### Exercise goal
Present the entries as a numbered list, one line per item and no blank lines, covering only the part that opens at the start of the entries and closes with the line containing "(607, 1186)", both ends included. Leave the pictures out of your answer.

Dataset entries on where objects appear
===
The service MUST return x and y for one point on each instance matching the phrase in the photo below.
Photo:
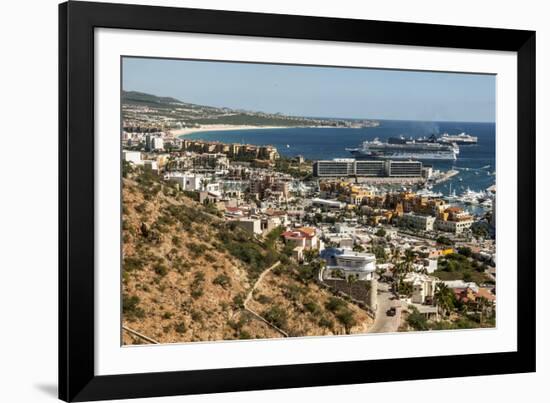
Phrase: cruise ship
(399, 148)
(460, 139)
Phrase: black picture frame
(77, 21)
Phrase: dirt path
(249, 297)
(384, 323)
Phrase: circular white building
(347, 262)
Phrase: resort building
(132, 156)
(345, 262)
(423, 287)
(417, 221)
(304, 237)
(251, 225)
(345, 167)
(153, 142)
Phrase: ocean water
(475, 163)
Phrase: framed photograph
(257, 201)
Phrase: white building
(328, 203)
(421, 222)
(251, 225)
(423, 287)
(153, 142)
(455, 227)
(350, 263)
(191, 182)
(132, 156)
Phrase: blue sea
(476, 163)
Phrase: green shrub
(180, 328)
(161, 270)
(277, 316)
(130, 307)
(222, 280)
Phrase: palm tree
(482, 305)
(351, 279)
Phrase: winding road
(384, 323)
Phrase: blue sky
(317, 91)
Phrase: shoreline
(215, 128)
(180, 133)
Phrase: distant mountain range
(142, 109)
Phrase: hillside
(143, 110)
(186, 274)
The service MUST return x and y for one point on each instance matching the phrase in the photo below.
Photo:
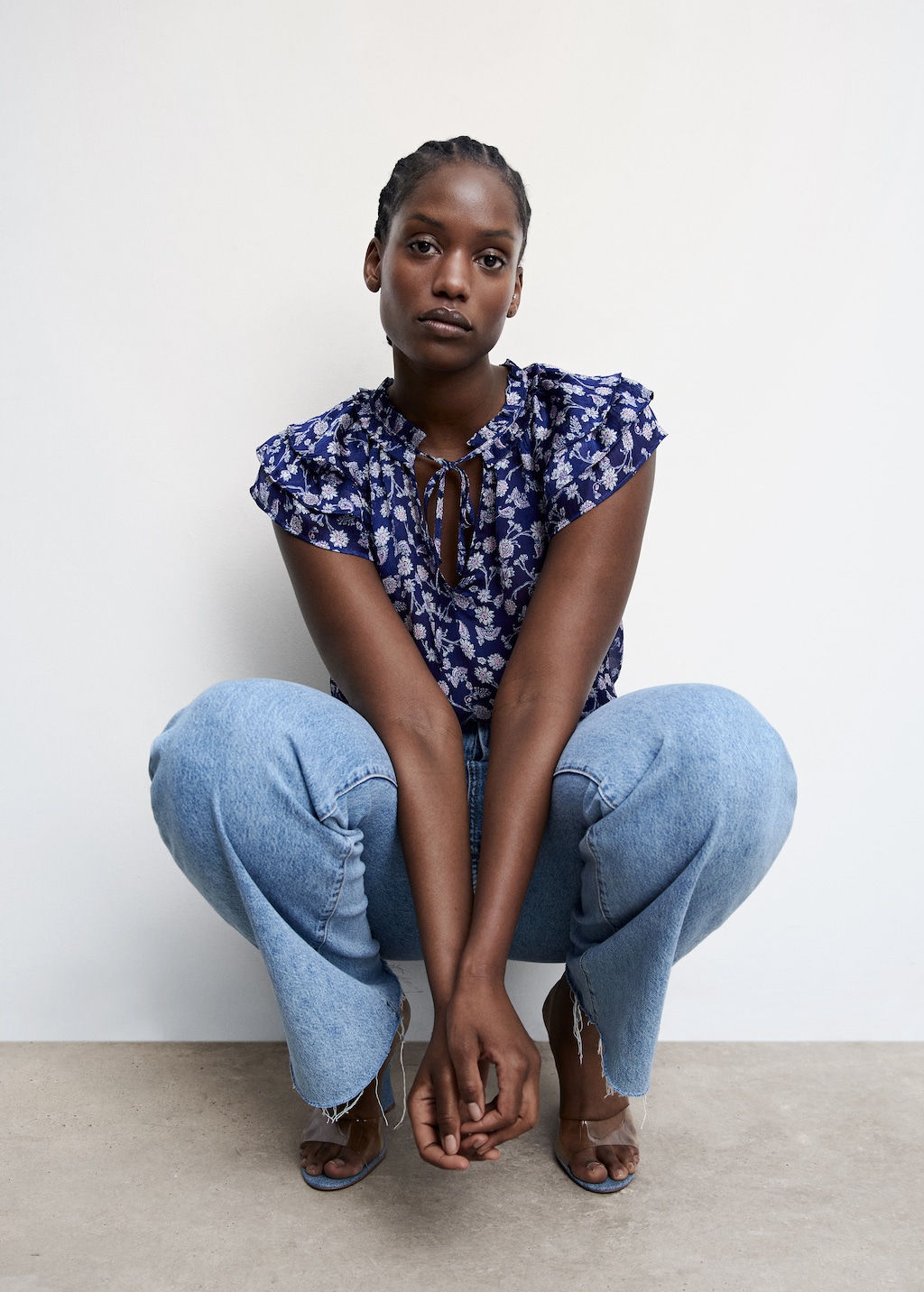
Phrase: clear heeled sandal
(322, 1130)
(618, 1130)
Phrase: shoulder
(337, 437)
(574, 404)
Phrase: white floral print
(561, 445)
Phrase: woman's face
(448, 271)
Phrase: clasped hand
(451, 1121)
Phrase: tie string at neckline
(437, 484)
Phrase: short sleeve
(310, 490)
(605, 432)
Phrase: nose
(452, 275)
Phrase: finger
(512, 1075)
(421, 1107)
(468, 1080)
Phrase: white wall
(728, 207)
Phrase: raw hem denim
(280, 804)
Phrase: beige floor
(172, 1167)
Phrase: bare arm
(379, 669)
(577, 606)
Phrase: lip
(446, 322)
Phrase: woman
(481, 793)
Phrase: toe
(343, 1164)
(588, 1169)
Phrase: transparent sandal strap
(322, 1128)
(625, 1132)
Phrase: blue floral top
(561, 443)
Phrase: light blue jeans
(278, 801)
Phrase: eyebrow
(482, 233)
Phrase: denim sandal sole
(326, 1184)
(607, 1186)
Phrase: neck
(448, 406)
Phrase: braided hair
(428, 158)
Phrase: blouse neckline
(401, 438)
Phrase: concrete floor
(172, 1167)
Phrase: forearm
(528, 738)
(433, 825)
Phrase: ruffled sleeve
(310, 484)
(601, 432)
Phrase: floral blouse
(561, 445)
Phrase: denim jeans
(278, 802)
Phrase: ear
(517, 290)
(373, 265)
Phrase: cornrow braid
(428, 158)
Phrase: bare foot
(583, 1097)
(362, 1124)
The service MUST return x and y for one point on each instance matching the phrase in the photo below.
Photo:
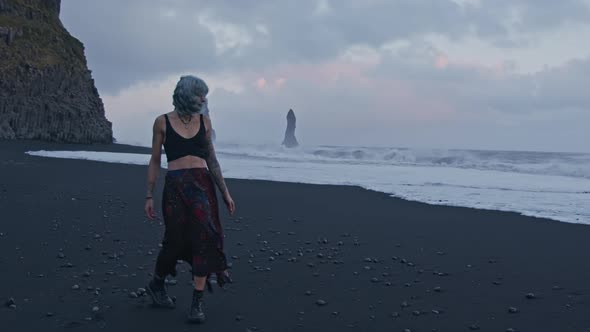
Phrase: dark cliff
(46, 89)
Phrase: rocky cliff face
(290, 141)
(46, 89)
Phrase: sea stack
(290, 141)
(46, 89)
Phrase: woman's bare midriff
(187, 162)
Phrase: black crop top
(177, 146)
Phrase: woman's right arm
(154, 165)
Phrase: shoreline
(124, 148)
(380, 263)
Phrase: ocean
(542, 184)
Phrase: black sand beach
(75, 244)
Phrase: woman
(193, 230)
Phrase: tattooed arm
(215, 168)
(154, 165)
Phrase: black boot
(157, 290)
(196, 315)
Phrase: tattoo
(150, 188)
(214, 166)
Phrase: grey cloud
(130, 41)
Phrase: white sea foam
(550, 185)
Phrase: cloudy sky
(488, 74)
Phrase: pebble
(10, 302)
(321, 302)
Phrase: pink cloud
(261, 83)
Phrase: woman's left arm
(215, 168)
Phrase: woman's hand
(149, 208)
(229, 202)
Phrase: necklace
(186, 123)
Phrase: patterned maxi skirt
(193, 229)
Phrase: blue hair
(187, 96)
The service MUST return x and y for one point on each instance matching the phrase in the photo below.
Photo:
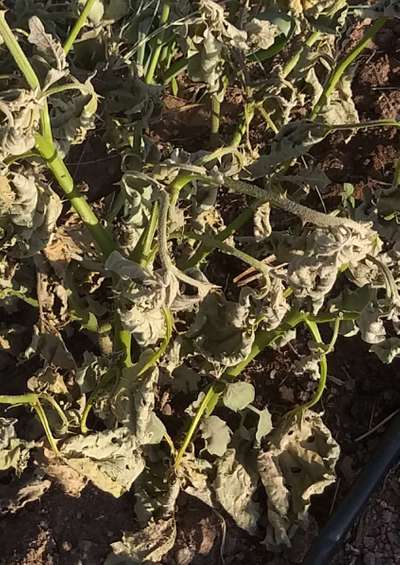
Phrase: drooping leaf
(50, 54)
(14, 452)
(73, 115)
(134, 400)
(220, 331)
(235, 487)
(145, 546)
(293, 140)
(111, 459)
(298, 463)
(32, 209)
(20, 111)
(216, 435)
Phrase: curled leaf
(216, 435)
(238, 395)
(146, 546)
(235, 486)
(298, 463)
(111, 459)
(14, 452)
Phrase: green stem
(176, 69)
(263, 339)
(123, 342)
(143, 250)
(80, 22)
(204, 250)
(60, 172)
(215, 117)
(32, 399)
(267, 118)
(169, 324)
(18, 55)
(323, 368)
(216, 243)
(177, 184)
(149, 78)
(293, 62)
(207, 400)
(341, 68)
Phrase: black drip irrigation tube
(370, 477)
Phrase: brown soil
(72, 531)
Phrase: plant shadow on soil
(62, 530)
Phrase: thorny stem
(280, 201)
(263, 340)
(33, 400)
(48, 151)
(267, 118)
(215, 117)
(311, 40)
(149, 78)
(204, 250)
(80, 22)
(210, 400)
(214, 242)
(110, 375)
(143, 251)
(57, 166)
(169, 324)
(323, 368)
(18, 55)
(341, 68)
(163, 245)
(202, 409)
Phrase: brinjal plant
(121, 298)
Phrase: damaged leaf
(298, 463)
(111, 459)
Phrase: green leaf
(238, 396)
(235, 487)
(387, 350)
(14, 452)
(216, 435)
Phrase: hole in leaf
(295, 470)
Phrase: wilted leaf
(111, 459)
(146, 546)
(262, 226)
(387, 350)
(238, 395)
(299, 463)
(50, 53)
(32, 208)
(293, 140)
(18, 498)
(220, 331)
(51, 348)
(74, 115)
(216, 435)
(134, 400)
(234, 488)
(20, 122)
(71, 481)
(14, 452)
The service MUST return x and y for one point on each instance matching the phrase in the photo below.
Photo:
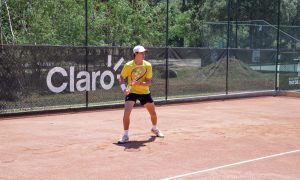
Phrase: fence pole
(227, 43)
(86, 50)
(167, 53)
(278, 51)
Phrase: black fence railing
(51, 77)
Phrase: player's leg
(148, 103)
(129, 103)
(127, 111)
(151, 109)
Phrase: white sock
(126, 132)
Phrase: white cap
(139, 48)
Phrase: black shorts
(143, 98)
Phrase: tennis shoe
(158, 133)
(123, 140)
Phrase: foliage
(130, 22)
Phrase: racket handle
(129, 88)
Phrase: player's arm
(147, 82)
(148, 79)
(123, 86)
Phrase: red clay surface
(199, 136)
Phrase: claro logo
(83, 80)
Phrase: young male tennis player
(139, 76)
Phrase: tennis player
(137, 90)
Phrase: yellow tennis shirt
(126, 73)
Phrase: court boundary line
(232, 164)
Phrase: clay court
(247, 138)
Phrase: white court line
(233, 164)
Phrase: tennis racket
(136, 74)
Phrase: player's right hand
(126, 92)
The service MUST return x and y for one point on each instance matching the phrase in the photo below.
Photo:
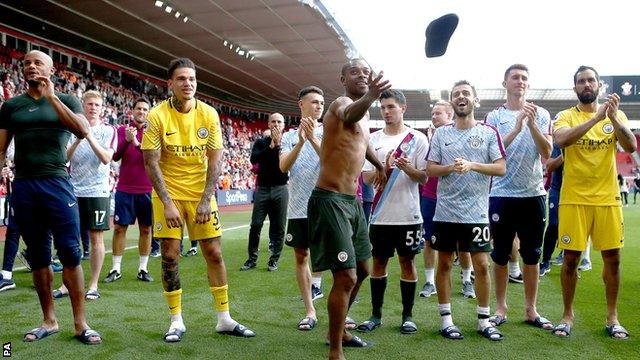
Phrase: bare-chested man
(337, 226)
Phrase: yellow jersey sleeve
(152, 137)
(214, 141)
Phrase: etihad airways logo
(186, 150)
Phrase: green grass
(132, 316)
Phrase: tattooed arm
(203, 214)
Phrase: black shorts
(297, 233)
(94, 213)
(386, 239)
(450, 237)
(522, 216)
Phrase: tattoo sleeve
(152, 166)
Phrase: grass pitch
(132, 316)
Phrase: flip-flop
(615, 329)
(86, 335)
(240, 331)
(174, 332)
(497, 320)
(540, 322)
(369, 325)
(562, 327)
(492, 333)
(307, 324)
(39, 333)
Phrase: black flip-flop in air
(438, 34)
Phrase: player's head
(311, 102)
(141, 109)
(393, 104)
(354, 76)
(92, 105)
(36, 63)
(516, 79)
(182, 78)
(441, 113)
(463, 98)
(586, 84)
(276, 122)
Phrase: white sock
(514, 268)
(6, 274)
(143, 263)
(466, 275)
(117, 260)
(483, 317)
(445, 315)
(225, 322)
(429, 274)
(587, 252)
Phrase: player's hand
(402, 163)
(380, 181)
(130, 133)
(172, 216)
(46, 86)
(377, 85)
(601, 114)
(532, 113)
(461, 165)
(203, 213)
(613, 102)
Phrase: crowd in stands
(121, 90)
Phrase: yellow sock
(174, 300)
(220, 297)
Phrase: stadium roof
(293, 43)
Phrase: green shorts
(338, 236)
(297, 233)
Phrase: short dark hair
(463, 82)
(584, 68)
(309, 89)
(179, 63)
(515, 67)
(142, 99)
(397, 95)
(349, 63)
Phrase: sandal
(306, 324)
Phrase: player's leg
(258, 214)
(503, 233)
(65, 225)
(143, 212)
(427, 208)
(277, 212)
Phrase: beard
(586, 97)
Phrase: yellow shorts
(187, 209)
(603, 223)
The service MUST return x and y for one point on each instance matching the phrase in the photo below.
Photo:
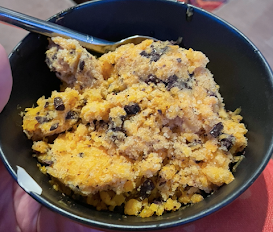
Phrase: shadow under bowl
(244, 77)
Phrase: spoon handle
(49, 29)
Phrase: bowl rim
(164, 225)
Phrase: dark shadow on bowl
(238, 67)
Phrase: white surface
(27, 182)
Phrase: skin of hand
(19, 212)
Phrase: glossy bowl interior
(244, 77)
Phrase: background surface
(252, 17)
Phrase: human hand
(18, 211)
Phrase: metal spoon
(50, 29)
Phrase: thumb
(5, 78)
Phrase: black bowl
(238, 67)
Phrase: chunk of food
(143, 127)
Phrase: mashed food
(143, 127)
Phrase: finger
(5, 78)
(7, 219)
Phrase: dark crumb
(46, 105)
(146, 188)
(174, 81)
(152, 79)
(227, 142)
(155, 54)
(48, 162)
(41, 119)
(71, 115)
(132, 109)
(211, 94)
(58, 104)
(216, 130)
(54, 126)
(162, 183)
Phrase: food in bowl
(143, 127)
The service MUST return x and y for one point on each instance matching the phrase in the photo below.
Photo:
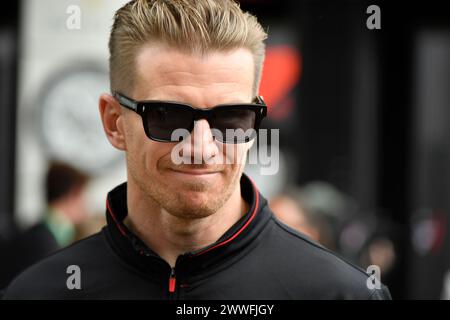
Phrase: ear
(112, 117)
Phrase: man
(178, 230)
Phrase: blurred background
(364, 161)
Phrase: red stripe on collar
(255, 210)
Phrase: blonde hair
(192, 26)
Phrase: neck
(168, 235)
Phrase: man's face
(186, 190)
===
### Response for this exercise
1. The service MUST return x and y for one point on each instance matching the phrase in the photo below.
2. Photo:
3. Phrase: cruise ship
4. (399, 148)
5. (460, 139)
6. Phrase: black picture frame
7. (77, 21)
8. Phrase: dirt path
9. (249, 297)
10. (384, 323)
11. Phrase: circular white building
12. (347, 262)
13. Phrase: resort building
14. (132, 156)
15. (345, 262)
16. (423, 287)
17. (417, 221)
18. (304, 237)
19. (251, 225)
20. (345, 167)
21. (153, 142)
22. Phrase: ocean water
23. (475, 163)
24. Phrase: framed photograph
25. (257, 201)
26. Phrase: white building
27. (328, 203)
28. (421, 222)
29. (251, 225)
30. (423, 287)
31. (153, 142)
32. (455, 227)
33. (350, 263)
34. (191, 182)
35. (132, 156)
36. Phrase: blue sea
37. (476, 163)
38. Phrase: green shrub
39. (180, 328)
40. (161, 270)
41. (277, 316)
42. (130, 307)
43. (222, 280)
44. Phrase: palm tree
45. (482, 305)
46. (351, 279)
47. Phrase: winding road
48. (384, 323)
49. Phrase: blue sky
50. (317, 91)
51. Phrase: shoreline
52. (215, 128)
53. (180, 133)
54. Phrase: distant mountain range
55. (142, 109)
56. Phrase: hillside
57. (143, 110)
58. (186, 274)
59. The service MUST return x and y for one point on each instance matching the phrase in the photo below.
60. Photo:
61. Phrase: clear heeled sandal
62. (322, 1130)
63. (618, 1130)
64. Phrase: shoulder
65. (337, 437)
66. (574, 404)
67. Phrase: white floral print
68. (561, 445)
69. Phrase: woman's face
70. (448, 271)
71. Phrase: clasped hand
72. (451, 1121)
73. Phrase: tie string at neckline
74. (437, 484)
75. Phrase: short sleeve
76. (310, 490)
77. (605, 432)
78. Phrase: nose
79. (452, 275)
80. Phrase: finger
81. (512, 1075)
82. (421, 1107)
83. (468, 1080)
84. Phrase: white wall
85. (728, 207)
86. Phrase: raw hem denim
87. (280, 804)
88. Phrase: beige floor
89. (172, 1167)
90. Phrase: bare arm
91. (379, 669)
92. (577, 606)
93. Phrase: lip
94. (446, 322)
95. Phrase: woman
96. (481, 793)
97. Phrase: toe
98. (343, 1164)
99. (588, 1169)
100. Phrase: transparent sandal strap
101. (322, 1128)
102. (625, 1132)
103. Phrase: blue floral top
104. (561, 443)
105. Phrase: light blue jeans
106. (278, 801)
107. Phrase: eyebrow
108. (482, 233)
109. Phrase: denim sandal sole
110. (326, 1184)
111. (607, 1186)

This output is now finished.